**Task objective**:
Answer these questions using the essay on essential and non-essential work:
1. What message do the lawn signs in the writer's neighborhood state?
2. For how long have some people gone without dental care?
3. Which two groups of workers does the writer say are deemed essential?

**Excerpt provided**:
All in this together?

Lawn signs sprouting in my suburban neighborhood state: "Graduating Class of 2020 — #AllInThisTogether."  Our seniors chose that message, no doubt, because it's in use everywhere.  But one more pronouncement of our so-called "togetherness" may make me scream.  Across the country, some are more "in this" than others.  It's all a matter of being essential.  Or not.  Or caught at a particularly good (or not so good) stage of your life or career.  How do you prepare for the unexpected?

My dentist is non-essential.  It's impossible to offer virtual dental services.  Too bad for those who have gone without dental care for more than two months now.  My dentist owns and operates a small business.  I wonder how long can he continue to pay the rent without any income.  Yet government workers and members of our news media are essential.  Who makes these decisions: essential and non-essential?  Using what criteria?  I'm happy for those deemed essential and those who can work virtually.  I'm delighted that a few stores continue to be open.  However, that left a huge swath of the population wondering where the next paycheck will come from.

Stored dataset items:

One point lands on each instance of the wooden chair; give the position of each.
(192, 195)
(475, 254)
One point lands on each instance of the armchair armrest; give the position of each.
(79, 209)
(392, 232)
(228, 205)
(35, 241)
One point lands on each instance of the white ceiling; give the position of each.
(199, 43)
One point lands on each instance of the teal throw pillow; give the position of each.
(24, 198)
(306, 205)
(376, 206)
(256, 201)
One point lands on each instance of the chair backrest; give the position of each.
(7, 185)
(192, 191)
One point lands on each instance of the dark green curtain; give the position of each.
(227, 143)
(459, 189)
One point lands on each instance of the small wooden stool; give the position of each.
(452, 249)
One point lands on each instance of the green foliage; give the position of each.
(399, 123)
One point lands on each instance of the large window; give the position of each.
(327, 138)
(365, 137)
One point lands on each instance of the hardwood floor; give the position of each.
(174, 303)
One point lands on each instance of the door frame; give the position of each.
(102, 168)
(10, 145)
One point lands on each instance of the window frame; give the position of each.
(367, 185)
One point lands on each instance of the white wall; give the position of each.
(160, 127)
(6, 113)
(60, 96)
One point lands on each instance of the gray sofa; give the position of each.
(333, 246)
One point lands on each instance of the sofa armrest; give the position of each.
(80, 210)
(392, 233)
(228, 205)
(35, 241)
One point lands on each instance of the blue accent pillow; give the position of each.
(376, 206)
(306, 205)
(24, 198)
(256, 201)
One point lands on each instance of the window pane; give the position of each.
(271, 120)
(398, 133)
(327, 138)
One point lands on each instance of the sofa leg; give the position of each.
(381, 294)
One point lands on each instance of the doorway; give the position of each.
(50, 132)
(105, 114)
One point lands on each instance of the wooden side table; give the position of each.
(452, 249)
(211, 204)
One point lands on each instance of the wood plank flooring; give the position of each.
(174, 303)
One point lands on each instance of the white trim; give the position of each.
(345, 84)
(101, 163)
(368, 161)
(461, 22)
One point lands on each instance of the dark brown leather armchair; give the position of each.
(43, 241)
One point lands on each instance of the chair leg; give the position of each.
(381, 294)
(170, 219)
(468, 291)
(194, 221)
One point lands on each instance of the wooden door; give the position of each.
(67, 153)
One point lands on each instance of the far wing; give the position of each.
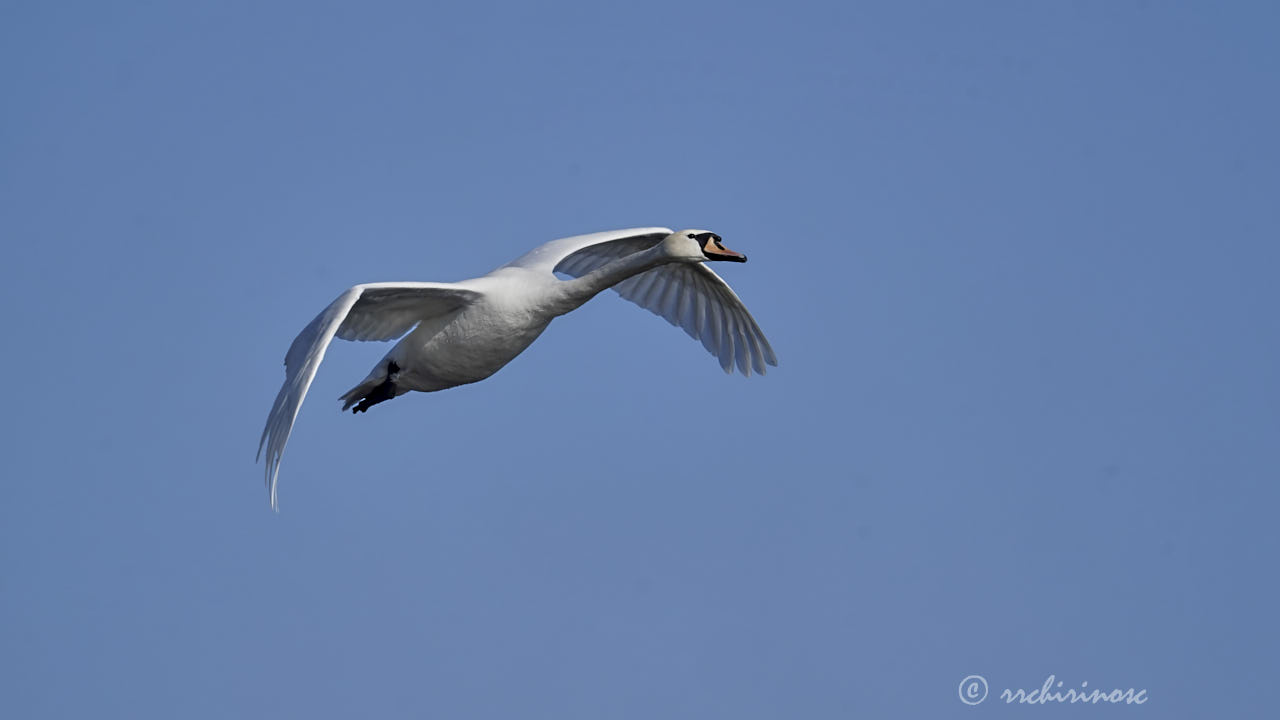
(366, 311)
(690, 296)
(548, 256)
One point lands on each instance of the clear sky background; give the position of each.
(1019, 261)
---
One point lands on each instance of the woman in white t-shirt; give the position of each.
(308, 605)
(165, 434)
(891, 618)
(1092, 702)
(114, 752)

**Written response**:
1. "Graduating Class of 2020 — #AllInThisTogether."
2. More than two months.
3. Government workers and members of the news media.